Required task: Copy the rows from the line with "outline --target=player's leg" to the line with "79 106 L 69", swapping "player's leg" for "athlete's leg" and leaving everything else unchanged.
---
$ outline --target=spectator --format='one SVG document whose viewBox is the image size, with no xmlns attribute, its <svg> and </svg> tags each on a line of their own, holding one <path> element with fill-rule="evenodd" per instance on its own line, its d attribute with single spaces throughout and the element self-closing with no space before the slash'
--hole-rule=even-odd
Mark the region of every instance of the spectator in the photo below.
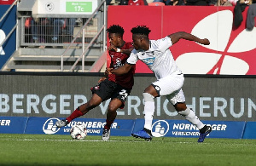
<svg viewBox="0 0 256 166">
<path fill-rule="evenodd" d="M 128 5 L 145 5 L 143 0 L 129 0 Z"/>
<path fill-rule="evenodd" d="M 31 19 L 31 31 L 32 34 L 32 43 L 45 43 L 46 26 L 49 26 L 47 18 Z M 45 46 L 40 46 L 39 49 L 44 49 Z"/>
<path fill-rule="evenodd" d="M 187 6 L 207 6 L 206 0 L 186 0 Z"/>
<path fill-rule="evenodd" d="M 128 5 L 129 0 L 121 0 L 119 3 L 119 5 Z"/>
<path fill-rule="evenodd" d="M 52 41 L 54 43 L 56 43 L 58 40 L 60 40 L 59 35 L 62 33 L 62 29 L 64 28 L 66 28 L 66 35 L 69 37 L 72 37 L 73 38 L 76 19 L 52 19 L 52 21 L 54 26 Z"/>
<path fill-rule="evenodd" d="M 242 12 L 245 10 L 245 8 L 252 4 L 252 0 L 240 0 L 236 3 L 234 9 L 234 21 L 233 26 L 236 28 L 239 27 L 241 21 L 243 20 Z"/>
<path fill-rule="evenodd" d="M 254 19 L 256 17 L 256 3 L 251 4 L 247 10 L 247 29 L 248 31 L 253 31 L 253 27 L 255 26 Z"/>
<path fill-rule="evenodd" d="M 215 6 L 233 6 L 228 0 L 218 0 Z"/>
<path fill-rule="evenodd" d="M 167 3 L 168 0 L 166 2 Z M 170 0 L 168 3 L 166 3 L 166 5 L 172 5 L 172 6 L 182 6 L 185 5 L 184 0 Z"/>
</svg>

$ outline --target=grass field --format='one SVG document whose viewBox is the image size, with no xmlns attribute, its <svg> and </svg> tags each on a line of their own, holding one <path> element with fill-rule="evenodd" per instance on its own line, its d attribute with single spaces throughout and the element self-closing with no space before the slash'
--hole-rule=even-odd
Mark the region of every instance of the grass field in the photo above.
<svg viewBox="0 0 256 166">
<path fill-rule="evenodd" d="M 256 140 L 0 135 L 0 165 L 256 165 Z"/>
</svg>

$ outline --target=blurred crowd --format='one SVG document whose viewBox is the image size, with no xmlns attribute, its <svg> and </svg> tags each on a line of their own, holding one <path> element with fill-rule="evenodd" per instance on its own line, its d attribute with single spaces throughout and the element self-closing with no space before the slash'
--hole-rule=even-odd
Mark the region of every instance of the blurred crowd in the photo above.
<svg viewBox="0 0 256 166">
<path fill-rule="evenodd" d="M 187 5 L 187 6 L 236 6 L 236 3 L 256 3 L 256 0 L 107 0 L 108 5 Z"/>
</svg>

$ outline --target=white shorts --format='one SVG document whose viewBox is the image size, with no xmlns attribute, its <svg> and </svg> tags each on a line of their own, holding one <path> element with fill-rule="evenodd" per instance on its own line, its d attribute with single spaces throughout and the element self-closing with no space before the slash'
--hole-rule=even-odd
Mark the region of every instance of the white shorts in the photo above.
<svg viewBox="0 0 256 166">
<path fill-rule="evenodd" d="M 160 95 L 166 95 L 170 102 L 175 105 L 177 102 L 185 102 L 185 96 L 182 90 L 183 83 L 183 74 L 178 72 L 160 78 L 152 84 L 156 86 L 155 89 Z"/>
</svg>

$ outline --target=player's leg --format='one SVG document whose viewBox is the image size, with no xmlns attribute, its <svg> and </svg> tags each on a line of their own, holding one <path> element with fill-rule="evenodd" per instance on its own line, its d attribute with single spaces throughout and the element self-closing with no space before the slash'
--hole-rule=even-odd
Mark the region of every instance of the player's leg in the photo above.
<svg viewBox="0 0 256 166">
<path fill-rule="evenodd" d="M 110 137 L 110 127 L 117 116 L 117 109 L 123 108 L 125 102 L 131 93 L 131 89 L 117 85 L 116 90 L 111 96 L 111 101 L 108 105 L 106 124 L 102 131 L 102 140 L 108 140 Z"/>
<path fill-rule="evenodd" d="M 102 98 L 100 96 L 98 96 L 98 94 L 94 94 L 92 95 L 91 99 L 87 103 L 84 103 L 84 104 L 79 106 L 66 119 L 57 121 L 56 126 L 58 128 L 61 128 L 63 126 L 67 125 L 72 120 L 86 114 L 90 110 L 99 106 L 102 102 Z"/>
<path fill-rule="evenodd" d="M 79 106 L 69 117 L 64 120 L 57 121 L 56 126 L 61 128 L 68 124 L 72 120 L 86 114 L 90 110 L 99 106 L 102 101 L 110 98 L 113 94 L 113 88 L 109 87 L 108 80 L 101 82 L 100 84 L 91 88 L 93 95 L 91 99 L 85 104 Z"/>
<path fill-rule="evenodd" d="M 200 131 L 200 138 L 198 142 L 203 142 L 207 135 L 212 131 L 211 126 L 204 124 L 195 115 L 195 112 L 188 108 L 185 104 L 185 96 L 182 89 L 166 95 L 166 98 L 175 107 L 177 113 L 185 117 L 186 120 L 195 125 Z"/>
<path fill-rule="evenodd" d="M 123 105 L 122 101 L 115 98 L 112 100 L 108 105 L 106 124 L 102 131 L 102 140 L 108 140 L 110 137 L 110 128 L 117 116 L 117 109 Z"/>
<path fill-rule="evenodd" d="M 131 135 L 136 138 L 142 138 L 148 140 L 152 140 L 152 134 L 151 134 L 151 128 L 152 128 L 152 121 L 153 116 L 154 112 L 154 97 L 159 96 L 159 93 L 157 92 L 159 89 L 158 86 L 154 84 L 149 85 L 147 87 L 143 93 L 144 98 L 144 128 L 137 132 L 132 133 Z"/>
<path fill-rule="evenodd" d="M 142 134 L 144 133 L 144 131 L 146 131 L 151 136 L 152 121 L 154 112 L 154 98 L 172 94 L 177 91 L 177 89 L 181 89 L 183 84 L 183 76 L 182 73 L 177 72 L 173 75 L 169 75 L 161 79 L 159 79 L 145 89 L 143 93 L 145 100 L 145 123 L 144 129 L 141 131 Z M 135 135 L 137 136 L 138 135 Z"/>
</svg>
---
Response to the task:
$ outline --target=athlete's leg --format='one SVG document whose viewBox is the image size, with no xmlns attribute, its <svg> and </svg> tags each on a line of their own, holding one <path> element with fill-rule="evenodd" per instance on its own line, its d attribute with single spaces throughout and the element self-closing with no space before the slash'
--hole-rule=even-odd
Mark the region of every instance of the athlete's leg in the photo above.
<svg viewBox="0 0 256 166">
<path fill-rule="evenodd" d="M 110 137 L 110 127 L 117 116 L 117 109 L 123 108 L 125 102 L 131 93 L 131 89 L 117 85 L 116 90 L 111 96 L 111 101 L 108 105 L 106 124 L 102 131 L 102 140 L 108 140 Z"/>
<path fill-rule="evenodd" d="M 102 98 L 100 96 L 98 96 L 98 94 L 94 94 L 92 95 L 91 99 L 87 103 L 84 103 L 84 104 L 79 106 L 66 119 L 57 121 L 56 126 L 58 128 L 61 128 L 63 126 L 67 125 L 72 120 L 86 114 L 90 110 L 99 106 L 102 102 Z"/>
<path fill-rule="evenodd" d="M 79 106 L 69 117 L 64 120 L 57 121 L 56 126 L 61 128 L 68 124 L 72 120 L 86 114 L 90 110 L 99 106 L 102 101 L 110 98 L 113 94 L 113 88 L 109 87 L 108 80 L 101 82 L 100 84 L 91 88 L 93 95 L 91 99 L 85 104 Z"/>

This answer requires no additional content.